### WORK ITEM
What is needed is an exact transcription of every record below.

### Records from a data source
▬▬▬

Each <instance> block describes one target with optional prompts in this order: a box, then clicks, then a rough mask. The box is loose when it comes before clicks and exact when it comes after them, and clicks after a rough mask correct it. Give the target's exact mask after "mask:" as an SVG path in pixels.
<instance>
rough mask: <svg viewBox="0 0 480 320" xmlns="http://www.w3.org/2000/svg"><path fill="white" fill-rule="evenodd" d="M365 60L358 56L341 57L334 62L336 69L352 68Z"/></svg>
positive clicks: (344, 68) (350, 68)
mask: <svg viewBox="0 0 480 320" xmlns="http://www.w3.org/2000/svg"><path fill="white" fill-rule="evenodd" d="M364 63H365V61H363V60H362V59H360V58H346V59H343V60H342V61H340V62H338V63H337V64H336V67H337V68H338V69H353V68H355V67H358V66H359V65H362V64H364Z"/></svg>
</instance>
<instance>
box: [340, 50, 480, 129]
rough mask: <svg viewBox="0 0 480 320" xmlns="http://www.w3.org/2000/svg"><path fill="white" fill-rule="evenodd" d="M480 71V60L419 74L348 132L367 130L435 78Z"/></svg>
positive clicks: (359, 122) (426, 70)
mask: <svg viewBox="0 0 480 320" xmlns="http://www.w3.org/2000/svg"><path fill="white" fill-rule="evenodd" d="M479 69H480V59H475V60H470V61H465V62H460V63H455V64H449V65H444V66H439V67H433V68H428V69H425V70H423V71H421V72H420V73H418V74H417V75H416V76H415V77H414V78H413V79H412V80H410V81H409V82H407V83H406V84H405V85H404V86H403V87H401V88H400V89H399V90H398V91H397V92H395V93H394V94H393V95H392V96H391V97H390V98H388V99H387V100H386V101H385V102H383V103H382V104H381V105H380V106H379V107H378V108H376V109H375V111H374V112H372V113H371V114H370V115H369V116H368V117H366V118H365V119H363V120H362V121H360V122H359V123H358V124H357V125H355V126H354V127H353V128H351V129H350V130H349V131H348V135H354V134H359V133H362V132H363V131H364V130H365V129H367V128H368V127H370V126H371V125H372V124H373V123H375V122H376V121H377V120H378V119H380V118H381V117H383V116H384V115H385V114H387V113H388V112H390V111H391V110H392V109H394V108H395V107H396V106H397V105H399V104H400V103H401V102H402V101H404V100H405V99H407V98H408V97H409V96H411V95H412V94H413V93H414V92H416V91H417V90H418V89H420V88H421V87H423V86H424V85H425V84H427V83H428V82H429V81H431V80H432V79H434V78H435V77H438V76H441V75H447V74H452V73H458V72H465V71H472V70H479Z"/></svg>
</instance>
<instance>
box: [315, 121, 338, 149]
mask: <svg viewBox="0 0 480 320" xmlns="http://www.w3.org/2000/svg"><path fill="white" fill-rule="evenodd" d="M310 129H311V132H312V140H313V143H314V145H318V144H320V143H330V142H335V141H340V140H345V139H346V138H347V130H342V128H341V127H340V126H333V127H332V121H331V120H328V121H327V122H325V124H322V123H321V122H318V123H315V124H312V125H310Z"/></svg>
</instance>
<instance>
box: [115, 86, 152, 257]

▬▬▬

### EXERCISE ANSWER
Each <instance> block describes one target with optional prompts in this order: a box, then clicks, then a rough mask. The box is loose when it comes before clicks and exact when it comes after them, and clicks after a rough mask correct it. Give the target's exact mask after "mask:" as an SVG path in pixels.
<instance>
rough mask: <svg viewBox="0 0 480 320" xmlns="http://www.w3.org/2000/svg"><path fill="white" fill-rule="evenodd" d="M365 60L358 56L341 57L334 62L336 69L352 68Z"/></svg>
positive clicks: (344, 68) (350, 68)
mask: <svg viewBox="0 0 480 320" xmlns="http://www.w3.org/2000/svg"><path fill="white" fill-rule="evenodd" d="M364 63H365V61H363V60H362V59H360V58H346V59H343V60H342V61H340V62H338V63H337V64H336V67H337V68H338V69H353V68H355V67H358V66H359V65H362V64H364Z"/></svg>
</instance>
<instance>
box: [340, 50, 480, 129]
rough mask: <svg viewBox="0 0 480 320" xmlns="http://www.w3.org/2000/svg"><path fill="white" fill-rule="evenodd" d="M480 71V60L419 74L348 132L367 130L435 78Z"/></svg>
positive clicks: (359, 122) (426, 70)
mask: <svg viewBox="0 0 480 320" xmlns="http://www.w3.org/2000/svg"><path fill="white" fill-rule="evenodd" d="M479 69H480V59H475V60H470V61H465V62H460V63H455V64H449V65H444V66H439V67H433V68H428V69H425V70H423V71H421V72H420V73H418V74H417V75H416V76H415V77H414V78H413V79H412V80H410V81H409V82H407V83H406V84H405V85H404V86H403V87H401V88H400V89H399V90H398V91H397V92H395V93H394V94H393V95H392V96H391V97H390V98H388V99H387V100H386V101H385V102H383V103H382V104H381V105H380V106H379V107H378V108H376V109H375V111H374V112H372V113H371V114H370V115H369V116H368V117H366V118H365V119H363V120H362V121H360V122H359V123H358V124H357V125H355V126H354V127H353V128H351V129H350V130H349V131H348V135H354V134H359V133H362V132H363V131H364V130H365V129H367V128H368V127H370V126H371V125H372V124H373V123H375V122H376V121H377V120H378V119H380V118H381V117H383V116H384V115H385V114H387V113H388V112H390V111H391V110H392V109H394V108H395V107H396V106H397V105H399V104H400V103H401V102H402V101H404V100H405V99H407V98H408V97H409V96H411V95H412V94H413V93H414V92H416V91H417V90H418V89H420V88H421V87H423V86H424V85H425V84H427V83H428V82H429V81H431V80H432V79H434V78H435V77H438V76H441V75H447V74H452V73H458V72H465V71H472V70H479Z"/></svg>
</instance>
<instance>
box: [315, 121, 338, 149]
mask: <svg viewBox="0 0 480 320" xmlns="http://www.w3.org/2000/svg"><path fill="white" fill-rule="evenodd" d="M310 129H311V132H312V140H313V143H314V145H318V144H320V143H330V142H335V141H340V140H345V139H346V138H347V130H342V128H341V127H340V126H333V127H332V121H331V120H328V121H327V122H325V124H322V123H321V122H318V123H315V124H312V125H310Z"/></svg>
</instance>
<instance>
box: [115, 86, 152, 257]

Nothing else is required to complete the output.